## START

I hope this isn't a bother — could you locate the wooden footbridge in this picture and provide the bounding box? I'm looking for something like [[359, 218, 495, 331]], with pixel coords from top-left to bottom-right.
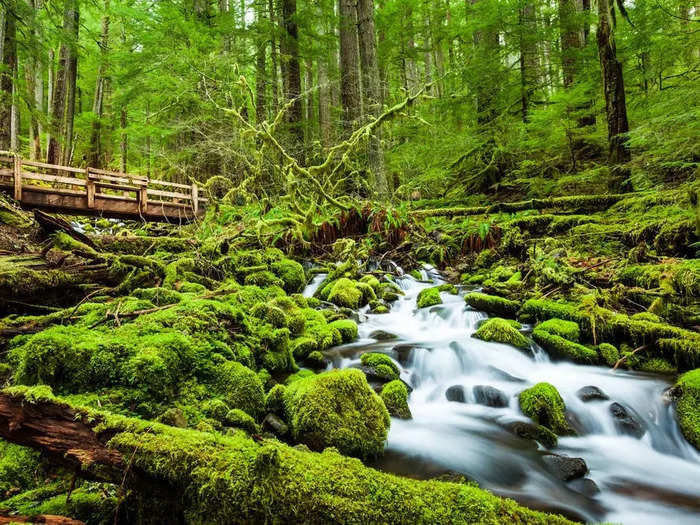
[[0, 151, 207, 223]]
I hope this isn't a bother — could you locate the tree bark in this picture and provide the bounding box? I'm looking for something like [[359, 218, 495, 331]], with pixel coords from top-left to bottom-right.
[[0, 3, 17, 150], [282, 0, 304, 145], [357, 0, 389, 199], [338, 0, 362, 135], [596, 0, 631, 164], [88, 0, 110, 168]]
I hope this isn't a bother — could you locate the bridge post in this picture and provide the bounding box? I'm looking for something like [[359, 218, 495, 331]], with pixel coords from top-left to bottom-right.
[[192, 182, 199, 217], [13, 153, 22, 201]]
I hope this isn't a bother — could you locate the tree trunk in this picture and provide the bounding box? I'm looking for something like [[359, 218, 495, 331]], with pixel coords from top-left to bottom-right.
[[338, 0, 362, 135], [596, 0, 631, 164], [255, 0, 268, 124], [88, 0, 110, 168], [519, 0, 538, 122], [357, 0, 389, 199], [0, 4, 17, 150], [282, 0, 304, 145]]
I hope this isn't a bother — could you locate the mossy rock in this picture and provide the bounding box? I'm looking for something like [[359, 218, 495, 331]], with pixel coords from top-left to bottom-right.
[[674, 368, 700, 450], [416, 286, 442, 308], [518, 383, 574, 436], [380, 379, 413, 419], [216, 361, 265, 419], [598, 343, 620, 366], [474, 317, 530, 350], [537, 319, 581, 343], [328, 277, 363, 310], [464, 292, 520, 319], [284, 369, 389, 458], [328, 319, 357, 343], [532, 326, 598, 365], [360, 352, 399, 381]]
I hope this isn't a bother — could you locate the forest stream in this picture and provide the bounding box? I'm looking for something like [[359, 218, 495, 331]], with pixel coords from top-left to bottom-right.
[[305, 268, 700, 524]]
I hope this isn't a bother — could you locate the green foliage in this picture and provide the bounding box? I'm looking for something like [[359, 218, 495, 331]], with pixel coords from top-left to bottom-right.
[[474, 317, 530, 349], [284, 369, 389, 458], [380, 379, 412, 419], [675, 369, 700, 449], [518, 383, 573, 436], [464, 292, 520, 318]]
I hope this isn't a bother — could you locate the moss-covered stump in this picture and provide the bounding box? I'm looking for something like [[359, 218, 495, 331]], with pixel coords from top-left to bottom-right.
[[674, 368, 700, 450], [0, 391, 571, 525], [474, 317, 530, 350], [380, 379, 413, 419], [464, 292, 520, 318], [416, 286, 442, 308], [284, 369, 389, 458], [518, 383, 574, 436]]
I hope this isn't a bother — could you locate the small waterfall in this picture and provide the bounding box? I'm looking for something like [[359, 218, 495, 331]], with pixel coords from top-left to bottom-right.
[[330, 267, 700, 524]]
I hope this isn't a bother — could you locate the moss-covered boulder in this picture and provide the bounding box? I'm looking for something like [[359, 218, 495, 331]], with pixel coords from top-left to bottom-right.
[[674, 368, 700, 449], [328, 277, 363, 310], [380, 379, 413, 419], [537, 319, 580, 343], [284, 369, 389, 458], [532, 327, 598, 365], [464, 292, 520, 318], [416, 286, 442, 308], [474, 317, 530, 349], [518, 383, 574, 436], [360, 352, 399, 381]]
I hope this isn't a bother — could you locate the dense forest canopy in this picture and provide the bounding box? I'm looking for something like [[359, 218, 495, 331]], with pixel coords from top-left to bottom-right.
[[0, 0, 700, 197]]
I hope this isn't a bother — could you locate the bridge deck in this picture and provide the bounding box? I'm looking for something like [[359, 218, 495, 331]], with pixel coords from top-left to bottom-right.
[[0, 152, 207, 223]]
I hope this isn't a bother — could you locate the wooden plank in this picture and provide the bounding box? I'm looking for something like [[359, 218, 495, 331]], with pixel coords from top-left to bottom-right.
[[149, 179, 190, 190], [22, 160, 87, 173], [88, 168, 148, 183], [148, 188, 192, 200], [14, 155, 22, 201], [86, 180, 95, 209], [22, 171, 85, 186], [192, 183, 199, 215]]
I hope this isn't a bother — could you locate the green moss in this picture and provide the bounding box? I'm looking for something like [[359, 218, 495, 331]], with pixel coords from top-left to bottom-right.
[[675, 368, 700, 449], [270, 259, 306, 294], [360, 352, 399, 380], [360, 275, 381, 294], [532, 327, 598, 364], [474, 317, 530, 349], [598, 343, 620, 366], [284, 369, 389, 458], [518, 383, 573, 436], [537, 319, 580, 343], [328, 319, 357, 343], [222, 408, 260, 434], [416, 286, 442, 308], [215, 361, 265, 419], [328, 277, 363, 310], [464, 292, 520, 318], [380, 379, 412, 419]]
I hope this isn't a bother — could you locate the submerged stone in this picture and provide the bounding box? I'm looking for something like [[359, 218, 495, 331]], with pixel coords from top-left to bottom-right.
[[472, 385, 508, 408], [576, 385, 610, 402]]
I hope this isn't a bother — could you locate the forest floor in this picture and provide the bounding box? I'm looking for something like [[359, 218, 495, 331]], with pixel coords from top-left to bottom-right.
[[0, 186, 700, 523]]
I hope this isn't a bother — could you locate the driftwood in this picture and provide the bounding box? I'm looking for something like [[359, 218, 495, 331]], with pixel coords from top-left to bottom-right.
[[34, 210, 99, 251], [0, 514, 85, 525]]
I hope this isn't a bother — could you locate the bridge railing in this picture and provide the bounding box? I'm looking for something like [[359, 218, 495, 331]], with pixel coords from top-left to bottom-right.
[[0, 151, 207, 216]]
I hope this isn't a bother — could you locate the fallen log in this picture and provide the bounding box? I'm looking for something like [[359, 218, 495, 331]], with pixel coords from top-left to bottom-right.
[[0, 514, 85, 525], [0, 387, 572, 525], [411, 193, 630, 218]]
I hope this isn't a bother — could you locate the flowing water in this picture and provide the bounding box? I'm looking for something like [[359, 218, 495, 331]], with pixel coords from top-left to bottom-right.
[[305, 270, 700, 524]]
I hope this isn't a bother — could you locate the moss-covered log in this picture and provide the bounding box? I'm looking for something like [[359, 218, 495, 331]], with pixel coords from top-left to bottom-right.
[[0, 388, 570, 524], [412, 194, 629, 218]]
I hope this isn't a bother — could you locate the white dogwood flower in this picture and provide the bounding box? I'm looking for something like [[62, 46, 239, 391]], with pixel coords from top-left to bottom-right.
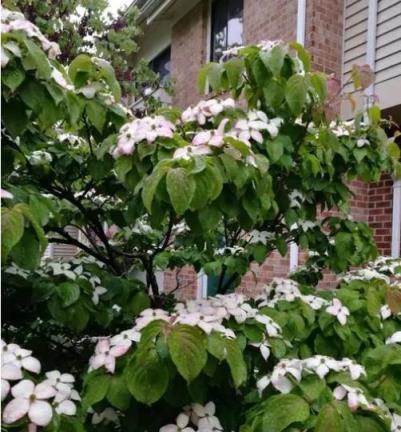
[[3, 380, 56, 426], [89, 339, 129, 373], [173, 145, 213, 159], [136, 309, 169, 330], [303, 355, 340, 379], [271, 359, 302, 394], [326, 298, 349, 325], [333, 384, 369, 411], [256, 375, 271, 396], [92, 286, 107, 305], [159, 413, 195, 432], [181, 98, 235, 125], [255, 314, 281, 337]]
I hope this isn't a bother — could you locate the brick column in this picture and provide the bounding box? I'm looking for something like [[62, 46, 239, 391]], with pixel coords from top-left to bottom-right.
[[171, 1, 208, 108], [304, 0, 344, 78]]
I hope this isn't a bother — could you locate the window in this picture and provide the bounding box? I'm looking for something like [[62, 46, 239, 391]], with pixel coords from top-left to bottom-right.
[[210, 0, 244, 61], [150, 47, 171, 82]]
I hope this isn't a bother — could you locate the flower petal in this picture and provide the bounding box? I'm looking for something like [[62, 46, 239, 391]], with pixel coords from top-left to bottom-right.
[[1, 363, 22, 380], [21, 357, 40, 373], [28, 400, 53, 426], [11, 380, 35, 399], [56, 400, 77, 415], [34, 381, 57, 399], [3, 399, 29, 424]]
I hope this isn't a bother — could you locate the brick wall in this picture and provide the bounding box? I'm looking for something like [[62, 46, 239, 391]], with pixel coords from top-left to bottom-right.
[[171, 1, 208, 108], [368, 175, 393, 255], [244, 0, 297, 44], [304, 0, 344, 78], [164, 0, 392, 298]]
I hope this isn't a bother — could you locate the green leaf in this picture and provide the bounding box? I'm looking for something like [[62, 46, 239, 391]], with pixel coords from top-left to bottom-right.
[[167, 324, 207, 382], [207, 331, 226, 360], [191, 171, 213, 210], [68, 54, 94, 87], [198, 63, 210, 94], [82, 375, 111, 411], [15, 204, 47, 253], [166, 168, 196, 215], [56, 282, 81, 307], [276, 237, 288, 256], [263, 394, 309, 432], [263, 80, 285, 109], [315, 403, 344, 432], [11, 230, 41, 270], [259, 46, 285, 76], [85, 100, 106, 133], [207, 63, 223, 91], [224, 57, 244, 89], [125, 349, 169, 405], [2, 99, 28, 138], [142, 165, 168, 213], [1, 207, 24, 262], [24, 39, 51, 80], [225, 339, 247, 387], [106, 375, 131, 411], [1, 67, 25, 92], [285, 75, 307, 116], [114, 156, 133, 183]]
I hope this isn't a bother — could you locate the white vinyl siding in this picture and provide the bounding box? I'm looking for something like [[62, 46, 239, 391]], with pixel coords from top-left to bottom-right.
[[51, 226, 79, 259], [342, 0, 401, 118], [375, 0, 401, 108]]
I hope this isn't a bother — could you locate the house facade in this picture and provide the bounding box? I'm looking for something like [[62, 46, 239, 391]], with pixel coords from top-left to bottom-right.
[[133, 0, 401, 298], [50, 0, 401, 298]]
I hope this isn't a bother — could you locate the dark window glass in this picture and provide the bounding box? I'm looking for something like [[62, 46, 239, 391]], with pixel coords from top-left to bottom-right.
[[150, 47, 171, 82], [210, 0, 244, 61]]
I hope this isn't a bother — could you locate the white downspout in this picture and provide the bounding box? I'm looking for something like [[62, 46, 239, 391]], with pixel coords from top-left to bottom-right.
[[297, 0, 306, 45], [391, 179, 401, 258], [289, 0, 306, 272]]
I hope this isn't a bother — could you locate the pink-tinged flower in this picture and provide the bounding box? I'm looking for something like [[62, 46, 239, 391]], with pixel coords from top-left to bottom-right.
[[181, 98, 235, 125], [104, 224, 120, 239], [304, 355, 341, 379], [159, 413, 195, 432], [173, 145, 213, 159], [0, 189, 14, 199], [89, 339, 129, 373], [192, 119, 228, 147], [45, 370, 75, 397], [53, 393, 77, 415], [326, 299, 349, 325], [1, 378, 10, 401], [113, 116, 175, 157], [3, 380, 56, 426], [271, 360, 302, 394], [1, 363, 22, 381], [136, 309, 169, 330], [191, 402, 222, 432], [256, 375, 271, 396], [176, 312, 216, 334], [333, 384, 370, 411]]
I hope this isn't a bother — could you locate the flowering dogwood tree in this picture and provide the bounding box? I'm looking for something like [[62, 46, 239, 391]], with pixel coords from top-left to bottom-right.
[[1, 6, 401, 432]]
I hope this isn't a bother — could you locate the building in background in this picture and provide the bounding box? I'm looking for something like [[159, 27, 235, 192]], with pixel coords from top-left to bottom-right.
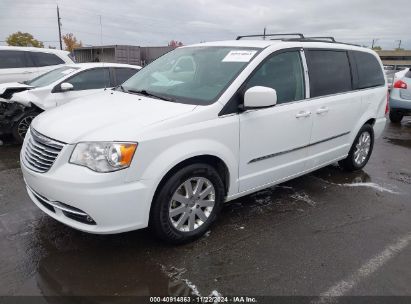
[[74, 45, 175, 66], [376, 50, 411, 70]]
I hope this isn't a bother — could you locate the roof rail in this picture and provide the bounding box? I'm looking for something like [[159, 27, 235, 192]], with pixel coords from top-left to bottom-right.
[[282, 37, 361, 46], [305, 36, 337, 42], [236, 33, 304, 40]]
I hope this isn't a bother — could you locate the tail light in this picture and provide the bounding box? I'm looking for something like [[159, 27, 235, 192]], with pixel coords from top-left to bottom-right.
[[394, 80, 407, 89], [385, 92, 390, 114]]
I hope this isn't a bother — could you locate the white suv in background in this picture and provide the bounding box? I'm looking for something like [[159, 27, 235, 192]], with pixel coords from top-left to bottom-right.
[[0, 46, 74, 83], [21, 35, 388, 243]]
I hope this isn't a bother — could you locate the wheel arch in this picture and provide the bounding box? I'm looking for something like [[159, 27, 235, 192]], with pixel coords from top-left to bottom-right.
[[153, 154, 230, 200]]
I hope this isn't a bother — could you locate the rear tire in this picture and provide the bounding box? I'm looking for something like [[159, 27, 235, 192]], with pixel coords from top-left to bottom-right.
[[389, 111, 404, 123], [11, 111, 40, 144], [338, 124, 374, 171], [150, 164, 225, 244]]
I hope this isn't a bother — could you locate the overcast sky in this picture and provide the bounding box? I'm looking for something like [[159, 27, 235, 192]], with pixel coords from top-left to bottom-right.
[[0, 0, 411, 49]]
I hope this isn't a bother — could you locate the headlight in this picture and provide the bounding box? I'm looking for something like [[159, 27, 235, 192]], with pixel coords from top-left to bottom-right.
[[70, 142, 137, 172]]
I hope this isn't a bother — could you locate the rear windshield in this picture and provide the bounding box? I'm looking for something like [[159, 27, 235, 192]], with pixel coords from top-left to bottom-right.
[[26, 66, 79, 87]]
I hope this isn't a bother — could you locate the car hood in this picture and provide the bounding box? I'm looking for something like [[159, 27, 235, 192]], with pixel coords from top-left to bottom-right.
[[32, 90, 196, 143]]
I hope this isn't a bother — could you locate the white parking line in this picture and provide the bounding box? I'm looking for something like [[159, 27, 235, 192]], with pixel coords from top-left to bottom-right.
[[314, 233, 411, 303]]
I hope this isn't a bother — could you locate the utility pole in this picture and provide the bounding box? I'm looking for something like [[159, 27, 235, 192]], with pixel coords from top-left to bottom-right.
[[371, 38, 379, 49], [57, 5, 63, 50]]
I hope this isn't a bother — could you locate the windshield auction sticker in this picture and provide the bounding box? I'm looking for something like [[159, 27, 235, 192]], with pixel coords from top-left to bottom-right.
[[222, 50, 257, 62]]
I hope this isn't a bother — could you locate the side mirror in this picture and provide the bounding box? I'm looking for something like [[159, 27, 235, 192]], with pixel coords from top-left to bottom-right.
[[60, 82, 74, 92], [244, 86, 277, 109]]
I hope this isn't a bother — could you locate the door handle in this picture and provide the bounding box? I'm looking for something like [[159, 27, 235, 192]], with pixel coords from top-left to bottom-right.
[[317, 107, 329, 114], [295, 111, 311, 118]]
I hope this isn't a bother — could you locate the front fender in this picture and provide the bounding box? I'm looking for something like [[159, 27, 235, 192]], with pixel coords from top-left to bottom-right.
[[127, 139, 238, 204]]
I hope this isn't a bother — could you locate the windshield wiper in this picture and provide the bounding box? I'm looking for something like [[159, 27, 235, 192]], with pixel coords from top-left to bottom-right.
[[113, 84, 128, 93], [127, 90, 174, 101]]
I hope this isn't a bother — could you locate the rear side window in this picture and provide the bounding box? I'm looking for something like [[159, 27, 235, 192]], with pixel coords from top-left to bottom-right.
[[114, 68, 138, 85], [0, 51, 32, 69], [353, 51, 385, 89], [306, 50, 352, 97], [31, 52, 65, 66], [65, 68, 110, 91], [246, 51, 305, 104]]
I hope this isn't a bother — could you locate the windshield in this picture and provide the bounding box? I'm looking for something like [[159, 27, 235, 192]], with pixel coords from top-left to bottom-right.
[[122, 47, 258, 105], [27, 66, 79, 87]]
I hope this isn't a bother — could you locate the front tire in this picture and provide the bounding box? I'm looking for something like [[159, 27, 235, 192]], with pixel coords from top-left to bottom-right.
[[338, 124, 374, 171], [150, 164, 225, 244], [389, 111, 404, 123], [12, 111, 40, 144]]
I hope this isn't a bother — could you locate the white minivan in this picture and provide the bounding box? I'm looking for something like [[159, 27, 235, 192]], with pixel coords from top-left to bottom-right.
[[0, 46, 74, 83], [21, 35, 388, 243], [0, 62, 141, 143]]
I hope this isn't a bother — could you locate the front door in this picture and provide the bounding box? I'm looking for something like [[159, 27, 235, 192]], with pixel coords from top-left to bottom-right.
[[239, 50, 312, 192]]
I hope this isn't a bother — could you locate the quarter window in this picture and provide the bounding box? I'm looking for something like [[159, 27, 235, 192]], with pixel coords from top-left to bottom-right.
[[32, 52, 65, 66], [65, 68, 110, 91], [353, 51, 385, 89], [305, 50, 352, 97], [246, 51, 305, 103]]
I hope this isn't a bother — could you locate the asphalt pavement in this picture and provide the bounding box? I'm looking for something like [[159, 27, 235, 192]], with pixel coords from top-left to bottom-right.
[[0, 118, 411, 301]]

## END

Exercise: Copy verbatim the data from its first line through the line containing "[[0, 151, 207, 223]]", including both ends, and leave out the picture.

Answer to the task:
I hope this isn't a bother — could you locate the wooden footbridge in this picture and provide the bounding box? I'm looking for something like [[359, 218, 495, 331]], with pixel coords from top-left to bottom-right.
[[0, 151, 207, 223]]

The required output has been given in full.